**対象文章**.

· · · ·

図3は、一例として、車両固定電装部品(例えば、駆動ユニット40)に、記憶部1、認証部2及び機能範囲制御部3が設けられる場合のフローチャートである。
図3の例では、車両固定電装部品の電源がオンになると、認証部2は、認証済み電装部品の個体識別情報を記憶部1から読み出す(S1)。
【0074】
図4は、記憶部1に記録される個体識別情報の例を示す図である。
図4に示す例では、個体識別情報は、電装部品のモデル及びシリアル番号を含む。モデルは、電装部品の機種を示す。シリアル番号は、同じ機種の複数の製品のそれぞれにユニークに割り当てられた固有の番号である。承認済み電装部品の個体識別情報として、自転車10に搭載される複数の電装部品(本例では、バッテリ35、表示ユニット36、及び前照灯37)のそれぞれの電装部品の個体識別情報が、記憶部1に記録される。本例では、駆動ユニット40の個体識別情報は記録されていない。これは、駆動ユニット40の制御装置42に記憶部1と認証部2が設けられ、駆動ユニット40が、認証情報の保持及び認証処理と主体となるため、駆動ユニット40については個体識別がされているとみなせるためである。なお、個体識別情報は、
図4に示す例に限られない。
【0075】
再び
図3を参照し、記憶部1に認証済み電装部品の個体識別情報が記録されている場合(S2でYES)、認証部2は、自転車10に搭載された他の電装部品(例えば、バッテリ35、表示ユニット36、及び前照灯37)のそれぞれに個体識別情報を要求する(S3)。他の電装部品(脱着可能電装部品)のそれぞれは、この要求を受け(S11)、各電装部品のメモリから、自身の個体識別情報を読み出し(S12)、車両固定電装部品の認証部2へ送信する(S13)。

· · · ·

**データ欄**.

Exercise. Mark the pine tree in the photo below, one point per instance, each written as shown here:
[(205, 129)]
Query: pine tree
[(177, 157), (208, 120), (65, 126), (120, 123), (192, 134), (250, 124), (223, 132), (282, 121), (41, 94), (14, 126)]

· · · ·

**実施タスク**.
**a)** 電装部品の認証に関する文章について、次の問いに答えてください。
(i) 図4の例では、個体識別情報に何が含まれるか。
(ii) 車両固定電装部品の電源がオンになったとき、認証部2が記憶部1から読み出すのは何か。
(iii) 脱着可能電装部品は、自身の個体識別情報をどこから読み出すか。
**b)** 電装部品の認証に関する文章の図4の例で、承認済み電装部品として記憶部1に個体識別情報が記録される電装部品を、符号付きですべて挙げてください。
**c)** 電装部品の認証に関する文章を、最後の文の後から書き継いでください。

**タスク別回答**.
**a)**
(i) 電装部品のモデル及びシリアル番号
(ii) 認証済み電装部品の個体識別情報
(iii) 各電装部品のメモリ

**b)** バッテリ35、表示ユニット36、前照灯37

**c)**
【0076】
認証部2は、他の電装部品のそれぞれの個体識別情報を受信する(S4)。認証部2は、他の電装部品のそれぞれの個体識別情報が、記憶部1から読み出した認証済み電装部品の個体識別情報に合致するか否かを判断する(S5)。認証部2は、例えば、他の電装部品のいずれの個体識別情報も、認証済み電装部品の個体識別情報と一致する場合は、合致(S5でYES)と判断する。他の電装部品のいずれか1つの個体識別情報が、認証済み電装部品の個体識別情報として記録されていない場合、認証部2は、不一致(S5でNO)と判断する。
【0077】
S5でYES(合致)と判断された場合、機能範囲制御部3は、車両固定電装部品の実現機能範囲を予め設定された通常の範囲に設定する(S6)。すなわち、機能範囲制御部3は、車両固定電装部品の通常機能を有効にする。例えば、駆動ユニット40の制御装置42は、機能制限なく補助力を出力するようモータ41を制御する。これにより、ユーザは、例えば、予め決められた全ての走行モード、又はアシスト機能を使用することができる。
【0078】
S5でNO(不一致)と判断された場合、機能範囲制御部3は、車両固定電装部品の実現機能範囲を通常より制限する(S7)。また、記憶部1に認証済み電装部品の個体識別情報が記録されていない場合(S2でNO)も、機能範囲制御部3は、車両固定電装部品の実現機能範囲を通常より制限する(S7)。機能範囲制御部3は、例えば、駆動ユニット40の制御装置42によるモータ41の制御を、制限された範囲に設定する。機能の制限は、例えば、モータによるアシスト(ペダリングアシスト、押し歩き)をしない又は制限する、若しくは、走行モードを一部に制限する等とすることができる。これにより、ユーザは、ユーザに、認証されていない電装部品の組み合わせを搭載した自転車10で使用できる機能が制限される。その結果、盗難が抑制される。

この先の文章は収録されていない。